Turn the lines of the entries below into a JSON list of strings, with one string per line and blank lines omitted. Leave the pictures out.
======
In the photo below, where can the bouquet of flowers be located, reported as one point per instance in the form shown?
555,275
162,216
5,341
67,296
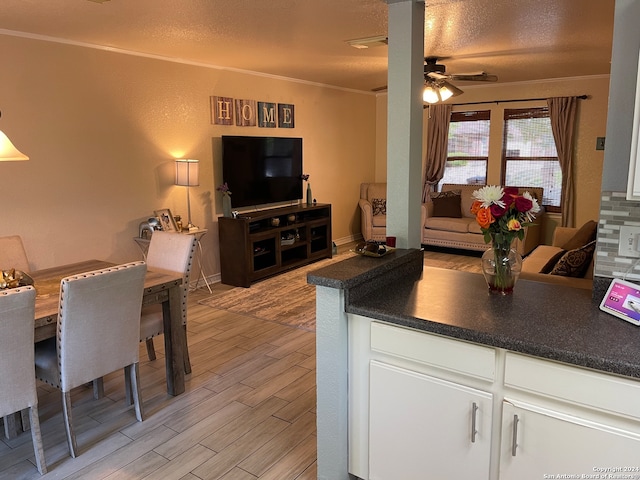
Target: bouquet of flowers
======
→ **FULL ANSWER**:
[
  "In the photo below, where can the bouquet of flowers be located, reported as one point per instance in the form shown?",
  "555,275",
  "162,216",
  "5,341",
  "67,296",
  "Target: bouquet of flowers"
]